But the effort that began last week after the release of the latest population data will be different, as the first since Supreme Court decisions that the U.S. Department of Justice no longer has the right to vet the new maps, and that partisan gerrymandering claims aren’t subject to federal court review.

With the Census data showing that population growth since 2010 has been largely driven by minorities, particularly Hispanics, election lawyers and watchdogs say they’re watching for so-called racial packing. That’s when large numbers of minority voters are drawn into sometimes bizarrely-shaped districts to make the population of others predominantly white.

But the line between gerrymandering based on creating partisan advantage, which is legal, and based on race, which is not, isn’t easy to draw.

“The Supreme Court has created a problem by having this line where if it’s racial discrimination, it’s off-limits, but if it’s partisan discrimination, it’s okay,” said Michael Li, the senior counsel for the Brennan Center’s Democracy Program.

“The problem in places like the South is that there’s a strong alignment between party and race. Now, Republican lawmakers can simply claim that they’re discriminating against Democrats rather than Black and Latino voters. And the fact that those Democrats that they’re discriminating against happen to mostly be Black and Latino, in the view of Republicans, they can argue that it’s just a happenstance.”

Republicans currently have the final authority to redraw 187 districts compared with 75 for Democrats, who currently control the House. Commissions and states with partisan splits draw the rest.

“In the last go-round, we saw a number of instances where [Republicans] were giving up voters into districts based on race as the predominant factor,” said Marc Elias, a top Democratic voting-rights lawyer with Perkins Coie.

“So, the clear message to Republican legislatures is that if you engage in unconstitutional map drawing, you will be sued and you will lose.”

Wisconsin Lawsuit

Mapmakers must legally stay within the guidelines of the Voting Rights Act and the equal protection clause under the Fourteenth Amendment. By law, each electoral district must also have similar populations, also known as population deviation.

“We look at whether the population deviations are permissible or not and [whether] congressional plans have a difference in the size of districts,” said Jeffrey M. Wice, a professor at New York Law School who focuses on redistricting, voting rights, and census law.

“Congressional plans can be challenged if the district doesn’t equal each other across the state in population.”

That has already prompted a lawsuit by Wisconsin Democrats. They filed their suit one day after the Census data was issued, asking a federal court to not only rule that the state’s current maps are unconstitutional but to be prepared to draw a new map itself because the state’s Democratic governor and Republican legislature aren’t likely to agree on one.

→ **Raw data**:
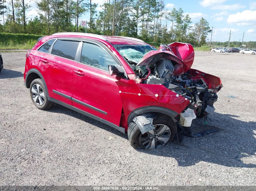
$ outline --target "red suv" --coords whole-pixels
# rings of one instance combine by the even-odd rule
[[[194,53],[185,43],[158,50],[131,37],[56,33],[27,53],[24,81],[38,108],[58,103],[155,149],[214,111],[221,81],[190,68]]]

→ **Work to do**:
• a. In the redistricting article, swap "watchdogs" for "monitors" and give back the passage between "With the Census" and "Center’s Democracy Program.", inclusive.
• b. Answer these questions from the redistricting article, one line each:
(i) How many districts do Republicans currently have the final authority to redraw?
(ii) At which law school is Jeffrey M. Wice a professor?
(iii) When did Wisconsin Democrats file their lawsuit?
• c. Continue the redistricting article after its final sentence.

→ **Exercise answers**:
• a.
With the Census data showing that population growth since 2010 has been largely driven by minorities, particularly Hispanics, election lawyers and monitors say they’re watching for so-called racial packing. That’s when large numbers of minority voters are drawn into sometimes bizarrely-shaped districts to make the population of others predominantly white.

But the line between gerrymandering based on creating partisan advantage, which is legal, and based on race, which is not, isn’t easy to draw.

“The Supreme Court has created a problem by having this line where if it’s racial discrimination, it’s off-limits, but if it’s partisan discrimination, it’s okay,” said Michael Li, the senior counsel for the Brennan Center’s Democracy Program.

• b.
(i) 187 districts.
(ii) New York Law School.
(iii) One day after the Census data was issued.

• c.
The request centers around the fact that the new Census data showed that the state’s population has significantly shifted since 2010—rendering the current plans inequitable, or malapportioned, Elias said.

VIDEO: We talk to former U.S. Attorney General Eric Holder and Loyola Law School Professor Justin Levitt about the long history of the fight over who draws the maps.

Pushing the Limit

The Wisconsin case isn’t based specifically on race, however. Showing discrimination within redistricting became more difficult after a 2019 Supreme Court ruling that said partisan gerrymandering claims aren’t subject to federal court review,

That followed the 2013 Supreme Court decision in Shelby County v. Holderending the U.S. Department of Justice’s vetting process for new maps, known as pre-clearance.

Claims can still be made under Section 2 under the Voting Rights Act, which prohibits states from diluting the voting power of politically cohesive, geographically compact minority groups in areas where white majorities have a history of voting as a bloc to defeat minority-supported candidates.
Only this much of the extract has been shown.